━━━ Okuma Metni ━━━

19 Haziran 2015 Cuma

Yeni bir mevsimde kurulan dünyalar

Okuyanlar, bir şekilde duyanlar hemen anımsayacaktır. “Türkiye’de ne kadar futbol varsa o kadar edebiyat var” sözü Fethi Naci’ye aittir. Fethi Naci, bu sözleri söylediği dönemde Türkiye’de o dönemde var olan edebiyatın farklı bir boyutuna dikkat çekmek istiyordu muhtemelen. Niçin? Çünkü o yıllarda futbolun merkezi üç büyükler olarak bilinen İstanbul kulüplerinin tekelindeydi ve bu tekelin taşra tarafından kırılması ancak Trabzonspor’un şampiyon olmasıyla mümkün olmuştu.

Şimdi durup dururken hangi sebeple bunları anımsatma ihtiyacı duydum, açıklayım. Trabzon doğumlu ve Trabzon’da ikamet eden Serkan Türk, 4.öykü kitabı “Bak Önümüzde Yeni Bir Mevsim”le yıllar evvel Trabzonspor’un futbolda yaptığı değişimi, tıpkı edebiyatta yapacak gibi görünüyor da ondan.
Çünkü edebiyat, ana malzemesi dil olmak üzere insan yaşamının bütün safhalarını içine alan, düş gücüyle beslenen, ortaya koyduğu anlatım teknikleriyle bireyi, toplumu ve bütün dünyayı, merkezi hegemonyaların boyunduruğu altına girmeyi reddederek yansıtan bir sanat dalıdır ve öykü de bu sanatın estetikle kurgulanmış bir dalıdır.
"Edebiyat; aynı zamanda kurguda doğruyla yanlışın karşıtlığının asılı durduğu olanaklı dünyalar, hayali ama metaforik olarak doğru ve böylece gerçeklik algımızı güçlendiren dünyalar kurar."(1)

━━━ Veri Kayıtları ━━━

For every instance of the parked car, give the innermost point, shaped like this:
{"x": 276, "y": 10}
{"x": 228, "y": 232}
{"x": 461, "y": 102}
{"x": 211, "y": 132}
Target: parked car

━━━

■ **Görev**
Okuma metnini, "19 Haziran 2015" sözlerinin geçtiği yerden başlayıp "görünüyor da ondan." sözlerinden sonra durarak aynen yineler misin? Listenin bu çalışmayla hiçbir ilgisi yok.

■ **Yanıt**
19 Haziran 2015 Cuma

Yeni bir mevsimde kurulan dünyalar

Okuyanlar, bir şekilde duyanlar hemen anımsayacaktır. “Türkiye’de ne kadar futbol varsa o kadar edebiyat var” sözü Fethi Naci’ye aittir. Fethi Naci, bu sözleri söylediği dönemde Türkiye’de o dönemde var olan edebiyatın farklı bir boyutuna dikkat çekmek istiyordu muhtemelen. Niçin? Çünkü o yıllarda futbolun merkezi üç büyükler olarak bilinen İstanbul kulüplerinin tekelindeydi ve bu tekelin taşra tarafından kırılması ancak Trabzonspor’un şampiyon olmasıyla mümkün olmuştu.

Şimdi durup dururken hangi sebeple bunları anımsatma ihtiyacı duydum, açıklayım. Trabzon doğumlu ve Trabzon’da ikamet eden Serkan Türk, 4.öykü kitabı “Bak Önümüzde Yeni Bir Mevsim”le yıllar evvel Trabzonspor’un futbolda yaptığı değişimi, tıpkı edebiyatta yapacak gibi görünüyor da ondan.